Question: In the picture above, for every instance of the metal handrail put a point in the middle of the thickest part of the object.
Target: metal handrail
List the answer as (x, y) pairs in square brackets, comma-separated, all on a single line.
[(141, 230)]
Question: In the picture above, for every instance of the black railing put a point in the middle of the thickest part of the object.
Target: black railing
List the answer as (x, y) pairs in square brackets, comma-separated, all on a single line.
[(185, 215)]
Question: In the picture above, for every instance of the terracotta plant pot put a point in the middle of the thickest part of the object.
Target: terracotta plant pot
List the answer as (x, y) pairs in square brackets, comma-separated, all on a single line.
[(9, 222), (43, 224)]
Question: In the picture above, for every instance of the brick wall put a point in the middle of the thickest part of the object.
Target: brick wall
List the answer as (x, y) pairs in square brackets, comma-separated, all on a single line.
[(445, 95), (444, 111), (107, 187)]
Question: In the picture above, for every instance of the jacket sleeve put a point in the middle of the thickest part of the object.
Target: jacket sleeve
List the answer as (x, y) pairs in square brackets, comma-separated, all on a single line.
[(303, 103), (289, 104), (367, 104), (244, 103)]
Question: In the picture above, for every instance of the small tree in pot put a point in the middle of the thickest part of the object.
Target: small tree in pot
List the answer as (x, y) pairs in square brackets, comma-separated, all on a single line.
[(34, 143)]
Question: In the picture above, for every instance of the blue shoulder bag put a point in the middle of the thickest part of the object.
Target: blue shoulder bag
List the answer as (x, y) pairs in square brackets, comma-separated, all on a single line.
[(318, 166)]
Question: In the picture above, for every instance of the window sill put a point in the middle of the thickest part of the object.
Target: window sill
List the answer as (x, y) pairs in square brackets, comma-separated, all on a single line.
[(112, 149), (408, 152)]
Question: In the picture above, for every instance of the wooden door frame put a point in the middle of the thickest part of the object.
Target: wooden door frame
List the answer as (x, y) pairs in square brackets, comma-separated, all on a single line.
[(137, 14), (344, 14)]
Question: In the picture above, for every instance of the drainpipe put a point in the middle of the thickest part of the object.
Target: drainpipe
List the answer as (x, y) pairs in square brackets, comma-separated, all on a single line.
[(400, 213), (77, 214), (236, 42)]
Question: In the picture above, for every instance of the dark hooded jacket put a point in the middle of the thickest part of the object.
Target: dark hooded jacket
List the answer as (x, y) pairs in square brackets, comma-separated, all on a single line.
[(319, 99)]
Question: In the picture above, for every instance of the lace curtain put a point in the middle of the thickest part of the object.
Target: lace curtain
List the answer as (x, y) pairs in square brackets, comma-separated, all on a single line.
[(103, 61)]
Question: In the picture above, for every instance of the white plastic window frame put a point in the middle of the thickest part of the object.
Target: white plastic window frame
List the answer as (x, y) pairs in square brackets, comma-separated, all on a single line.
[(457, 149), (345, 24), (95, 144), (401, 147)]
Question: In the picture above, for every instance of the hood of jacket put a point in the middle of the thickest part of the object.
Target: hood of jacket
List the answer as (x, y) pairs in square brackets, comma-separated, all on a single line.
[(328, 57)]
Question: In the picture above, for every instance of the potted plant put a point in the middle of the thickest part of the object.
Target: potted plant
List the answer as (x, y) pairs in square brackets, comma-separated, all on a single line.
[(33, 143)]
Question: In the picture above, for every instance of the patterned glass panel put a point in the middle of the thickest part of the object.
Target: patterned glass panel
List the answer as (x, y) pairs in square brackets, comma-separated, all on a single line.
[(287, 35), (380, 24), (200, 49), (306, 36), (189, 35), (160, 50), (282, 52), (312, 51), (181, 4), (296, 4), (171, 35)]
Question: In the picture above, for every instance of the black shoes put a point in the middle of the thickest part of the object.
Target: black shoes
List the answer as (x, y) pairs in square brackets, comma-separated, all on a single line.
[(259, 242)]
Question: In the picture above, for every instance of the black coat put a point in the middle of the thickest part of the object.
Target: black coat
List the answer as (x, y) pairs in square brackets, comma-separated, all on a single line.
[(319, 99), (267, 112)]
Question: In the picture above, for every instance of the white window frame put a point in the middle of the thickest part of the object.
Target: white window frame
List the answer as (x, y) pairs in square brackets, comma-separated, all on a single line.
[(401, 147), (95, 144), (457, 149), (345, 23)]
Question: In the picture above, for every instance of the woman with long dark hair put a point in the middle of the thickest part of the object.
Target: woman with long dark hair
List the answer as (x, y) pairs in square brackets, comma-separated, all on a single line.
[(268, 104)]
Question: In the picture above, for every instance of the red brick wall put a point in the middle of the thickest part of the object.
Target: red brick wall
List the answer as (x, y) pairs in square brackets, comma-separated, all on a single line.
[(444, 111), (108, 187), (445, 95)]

******************************

◆ The problem
Extract the whole listing, character for character.

◆ Exercise output
Question: In the picture above, for every instance of the metal handrail put a point in the middle of the thickest part of the object.
Target: metal handrail
List the answer as (x, y) pairs in square brackets, comma-separated, all on a single line.
[(141, 230)]
Question: In the picture above, for every instance of the black railing put a point in the middle of the thickest part of the object.
Target: black railing
List the answer as (x, y) pairs in square brackets, comma-separated, all on a single line.
[(185, 215)]
Question: In the picture above, for every instance of the terracotta plant pot put a point in the middle of the thickest part of the object.
Target: terracotta plant pot
List the answer as (x, y) pairs in square brackets, comma-separated, all on a single line.
[(9, 222), (43, 224)]
Question: In the picture above, for every instance of the brick wall put a point in the middle of the thickest part of the object.
Target: brick wall
List the answer as (x, y) pairs in square brackets, comma-separated, all on a single line.
[(445, 95), (444, 111), (107, 187)]
Question: In the picture above, for every instance of the jacket sleeve put a point in the middle of the thickest part of the object.
Target: jacket sleeve
List the answer as (x, y) pairs in square brackets, comma-separated, all on a single line.
[(303, 103), (289, 104), (367, 104), (244, 103)]
Question: In the picture above, for every instance of the small tree in pot put a point in the middle of the thickest part of the object.
Target: small tree in pot
List the answer as (x, y) pairs in square brackets, comma-separated, all on a single line.
[(34, 143)]
Question: In the picture above, for every instance of the blue shoulder bag put a point in the middle of the thickest part of the object.
Target: blue shoulder bag
List the answer as (x, y) pairs in square brackets, comma-separated, all on a single line.
[(318, 166)]
Question: In the picture above, for every instance of the window sill put a point in the middle of the thickest part of the object.
Target: window sill
List the answer as (x, y) pairs in square brackets, comma-separated, all on a single line.
[(112, 149), (408, 152)]
Question: In the picture above, for every instance of the wooden door frame put a point in the middle of the thickest part of the object.
Target: wooden door frame
List the answer as (x, y) pairs in square brackets, comma-separated, all on a single line.
[(137, 14), (344, 14)]
Question: In the picture above, for every instance of the drainpipe put a point in the middle of the thickest part of the object.
Target: drainpipe
List the answer as (x, y) pairs in square brackets, comma-separated, all on a single line.
[(400, 213), (77, 214), (236, 42)]
Question: In the picture above, for every instance of the dark hooded jacket put a point in the middle of the thickest part of the object.
Target: dark hooded jacket
List the answer as (x, y) pairs in square brackets, comma-separated, all on a single line.
[(319, 99)]
Question: In the picture above, for every instance of the lace curtain put a point in the middle of the thickest part of the object.
Target: lace curtain
List the answer as (x, y) pairs in square brackets, comma-separated, all on a single line.
[(103, 61)]
Question: In the picture above, for every instance of the white plastic window frame put a point in the middle of the thickest part of the object.
Target: white plastic window frame
List the answer as (x, y) pairs in square brackets, comma-separated, all on a single line.
[(457, 149), (345, 24), (95, 144), (401, 147)]
Question: In the picture above, for every instance of the hood of jacket put a point in the middle of the thickest part of the object.
Target: hood of jacket
List the answer as (x, y) pairs in square brackets, comma-separated, all on a single line.
[(328, 57)]
Question: In the picture above, for every instance of the potted plant put a point in the middle of the thickest part of the object.
Target: potted plant
List the answer as (x, y) pairs in square brackets, comma-separated, all on a single line.
[(33, 143)]
Question: In the picture above, for every instance of the patterned glass panel put a point in the middle of the thickest part of the object.
Target: patterned glass panel
List the answer as (x, y) pairs in square brackets, comma-separated, all on a single line.
[(287, 35), (380, 24), (200, 49), (306, 36), (189, 35), (160, 50), (282, 52), (312, 51), (181, 4), (296, 4), (171, 35)]
Question: In the picture above, for every instance of the black shoes put a point in the middle of the thickest part of the object.
Target: black shoes
List the answer as (x, y) pairs in square brackets, comma-separated, all on a single line.
[(259, 242)]
Question: In the picture above, for every instance of the black coat put a point in the middle of the thickest part of the object.
Target: black coat
List the answer as (x, y) pairs in square brackets, comma-separated, all on a single line.
[(319, 99), (267, 112)]
Question: In the picture above, for every instance of the white window frame put a point in the middle of the thickest part of the object.
Target: white window frame
List the answer as (x, y) pairs in square brackets, comma-separated, all on a single line.
[(401, 147), (95, 144), (457, 149), (345, 23)]
Question: In the picture above, for every instance of the woman with long dark hair put a point in the middle of the thickest part of the object.
Target: woman with long dark hair
List the answer as (x, y) pairs in square brackets, comma-separated, all on a single line.
[(268, 104)]
Question: In the picture above, for every instance of the red brick wall put a point in the middle of the thickest part of the object.
Target: red brick wall
List the answer as (x, y) pairs in square brackets, comma-separated, all on a single line.
[(444, 111), (108, 187), (445, 95)]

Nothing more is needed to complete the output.